** START OF EXCERPTED RECORDS **

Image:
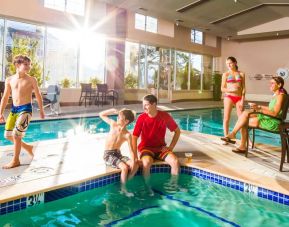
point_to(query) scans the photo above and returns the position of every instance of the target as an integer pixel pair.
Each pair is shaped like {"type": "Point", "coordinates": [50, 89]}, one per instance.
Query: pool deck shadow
{"type": "Point", "coordinates": [63, 162]}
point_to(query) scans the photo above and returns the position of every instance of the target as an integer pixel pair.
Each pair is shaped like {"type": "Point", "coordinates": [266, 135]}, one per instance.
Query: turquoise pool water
{"type": "Point", "coordinates": [205, 121]}
{"type": "Point", "coordinates": [187, 202]}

** END OF EXCERPTED RECORDS **

List every line in the data above that contains the string "coordinates". Case matters.

• _ANSWER TO THIS EXERCISE_
Each pair is shaped like {"type": "Point", "coordinates": [50, 89]}, one per instance.
{"type": "Point", "coordinates": [63, 162]}
Each pair is shaped like {"type": "Point", "coordinates": [266, 135]}, one per instance.
{"type": "Point", "coordinates": [205, 121]}
{"type": "Point", "coordinates": [187, 202]}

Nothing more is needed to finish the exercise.